[点配置の記録]
==================================================

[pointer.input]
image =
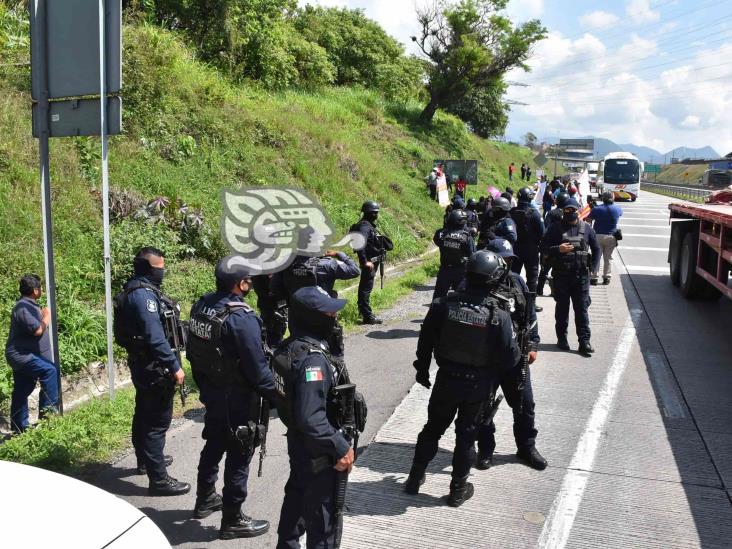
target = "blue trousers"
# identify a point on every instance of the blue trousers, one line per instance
(308, 504)
(24, 381)
(524, 431)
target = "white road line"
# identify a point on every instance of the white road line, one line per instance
(561, 517)
(647, 268)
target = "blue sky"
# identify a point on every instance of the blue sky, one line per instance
(650, 72)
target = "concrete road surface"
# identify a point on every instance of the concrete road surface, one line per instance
(639, 437)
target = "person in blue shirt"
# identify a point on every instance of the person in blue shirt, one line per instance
(605, 218)
(154, 367)
(28, 351)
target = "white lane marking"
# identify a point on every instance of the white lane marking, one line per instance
(647, 268)
(648, 235)
(561, 517)
(666, 386)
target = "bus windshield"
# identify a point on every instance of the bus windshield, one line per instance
(621, 171)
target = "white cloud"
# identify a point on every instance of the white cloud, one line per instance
(641, 12)
(598, 19)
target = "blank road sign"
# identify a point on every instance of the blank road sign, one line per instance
(72, 43)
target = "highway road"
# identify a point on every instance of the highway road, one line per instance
(639, 437)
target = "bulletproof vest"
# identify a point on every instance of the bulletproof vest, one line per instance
(465, 337)
(174, 329)
(577, 261)
(454, 248)
(205, 350)
(301, 274)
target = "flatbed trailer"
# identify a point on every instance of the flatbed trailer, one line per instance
(700, 250)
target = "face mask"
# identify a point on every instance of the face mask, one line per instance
(155, 276)
(570, 217)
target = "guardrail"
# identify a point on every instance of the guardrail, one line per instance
(688, 193)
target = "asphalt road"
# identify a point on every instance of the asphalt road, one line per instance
(638, 437)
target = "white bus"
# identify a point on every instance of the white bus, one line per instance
(620, 173)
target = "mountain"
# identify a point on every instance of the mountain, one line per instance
(604, 147)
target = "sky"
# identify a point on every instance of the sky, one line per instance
(656, 73)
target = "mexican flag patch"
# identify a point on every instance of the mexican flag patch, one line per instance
(313, 373)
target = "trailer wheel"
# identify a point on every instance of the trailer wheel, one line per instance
(674, 254)
(692, 285)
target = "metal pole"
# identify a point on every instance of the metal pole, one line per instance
(39, 7)
(105, 195)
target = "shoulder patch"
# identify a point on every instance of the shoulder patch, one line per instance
(313, 373)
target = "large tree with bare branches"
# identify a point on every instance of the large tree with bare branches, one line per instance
(468, 47)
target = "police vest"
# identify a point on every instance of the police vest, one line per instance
(454, 248)
(578, 261)
(301, 274)
(205, 350)
(465, 337)
(169, 312)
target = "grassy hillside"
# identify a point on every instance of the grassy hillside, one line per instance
(189, 133)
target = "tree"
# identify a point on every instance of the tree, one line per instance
(470, 46)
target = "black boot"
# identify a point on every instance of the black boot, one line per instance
(415, 479)
(586, 348)
(168, 486)
(207, 501)
(142, 470)
(460, 491)
(234, 524)
(531, 457)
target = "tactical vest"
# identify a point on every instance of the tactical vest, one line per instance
(465, 337)
(454, 248)
(301, 274)
(169, 316)
(205, 349)
(578, 261)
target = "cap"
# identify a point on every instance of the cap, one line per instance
(231, 268)
(316, 298)
(502, 247)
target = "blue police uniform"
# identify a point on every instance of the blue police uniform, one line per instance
(456, 246)
(470, 357)
(235, 404)
(571, 275)
(309, 493)
(530, 229)
(31, 360)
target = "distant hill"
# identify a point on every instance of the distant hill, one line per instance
(647, 154)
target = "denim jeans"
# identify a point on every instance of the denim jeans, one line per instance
(24, 381)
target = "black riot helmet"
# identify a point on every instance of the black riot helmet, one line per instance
(370, 207)
(562, 199)
(526, 194)
(457, 219)
(486, 269)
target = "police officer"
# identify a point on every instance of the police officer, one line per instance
(226, 351)
(605, 219)
(318, 271)
(154, 366)
(553, 216)
(28, 352)
(517, 389)
(317, 449)
(473, 341)
(456, 246)
(530, 230)
(568, 245)
(497, 223)
(272, 309)
(369, 257)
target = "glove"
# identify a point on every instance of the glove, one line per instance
(423, 378)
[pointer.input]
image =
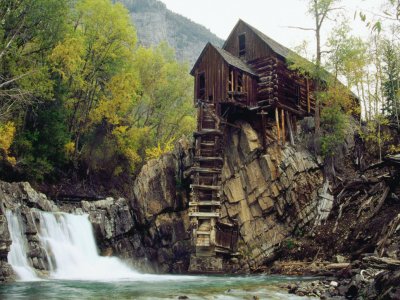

==================================================

| 課題の説明 |
上の資料で文字列「grassy」を含む行を数え、その数だけを答えよ。大文字と小文字は区別する。

| 記述式解答 |
2